TASKS FOR THIS EXERCISE
**1.** Reproduce the part of the market commentary that opens with the words containing "Bond yield were" and closes with "at .08 to .09.".
**2.** Rewrite the paragraph of the market commentary that begins "For it's part in the ongoing failure" in a shorter form, keeping its main facts.
**3.** Using the market commentary, decide whether each statement is true and quote the words that settle it. (a) The 30-year yield rose seven basis points to 1.70%. (b) The Fed's treasury purchases amount to $40 billion a month. (c) The gold window was closed in August 1971 by Richard M. Nixon.

PASSAGE PROVIDED
####################

The odd thing about gas prices, is that they go up right away when oil prices rise, even though the gas in their underground tanks was purchases at a lower price, but, they don't come down right away when oil goes down, because they claim they are then selling gas that they purchased at a higher price. It's a classic heads-I-win-tails-you-lose con that's been victimizing the public for decades. Has congress ever done anything about obvious price-fixing? Please stop laughing.
Bond yield were on the rise again last week, with the 10-year and 30-year yields gaining five and seven basis points, to 0.95% and 1.70%, respectively. Shorted-dated maturities remained tethered to the zero-bound, with anything having a duration of one-year or less flat-lining at .08 to .09.
For it's part in the ongoing failure of everything "federal," the Federal Reserve held the last of its FOMC meetings for the year, wrapping up on Wednesday by reiterating its commitment to inflation above two percent and QE infinity in the form of $40 billion a month in mortgage-backed securities and $80 billion a month in treasury purchases.
While it's arguable that the assembled economists at the Fed know exactly what they're doing, there's compelling evidence to the contrary, or at least threat they know what they're doing is wrong, but that doesn't seem to be enough to stop them from doing it. The American experiment was never supposed ot end in collapse, but the Fed seems intent on engineering a giant crack up boom and bust, just as Ludwig von Mises and the rest of the non-Keynesian, Austrian economists postulated. The American experiment may be going down in flames, but the Fed's fiat experiment, closing in on 50 years from the August 1971 closing of the gold window by then-President Richard M. Nixon, is cratering into a black hole, never to return. The dollar has been losing value so fast over the last 12 months, international companies are having a difficult time squaring their books.

####################

RECORD SET
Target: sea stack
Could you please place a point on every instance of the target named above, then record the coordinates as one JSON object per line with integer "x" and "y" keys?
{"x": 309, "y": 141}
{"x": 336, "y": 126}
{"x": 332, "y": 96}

####################

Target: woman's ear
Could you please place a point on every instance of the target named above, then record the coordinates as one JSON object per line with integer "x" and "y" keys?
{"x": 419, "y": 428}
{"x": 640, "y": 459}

####################

CORRECT ANSWERS
**1.**
Bond yield were on the rise again last week, with the 10-year and 30-year yields gaining five and seven basis points, to 0.95% and 1.70%, respectively. Shorted-dated maturities remained tethered to the zero-bound, with anything having a duration of one-year or less flat-lining at .08 to .09.

**2.** The Federal Reserve held its last FOMC meeting of the year, which ended Wednesday. It restated its commitment to inflation above two percent and to open-ended quantitative easing of $40 billion a month in mortgage-backed securities and $80 billion a month in treasury purchases.

**3.**
(a) Yes: "the 10-year and 30-year yields gaining five and seven basis points, to 0.95% and 1.70%, respectively"
(b) No: "$40 billion a month in mortgage-backed securities and $80 billion a month in treasury purchases"
(c) Yes: "the August 1971 closing of the gold window by then-President Richard M. Nixon"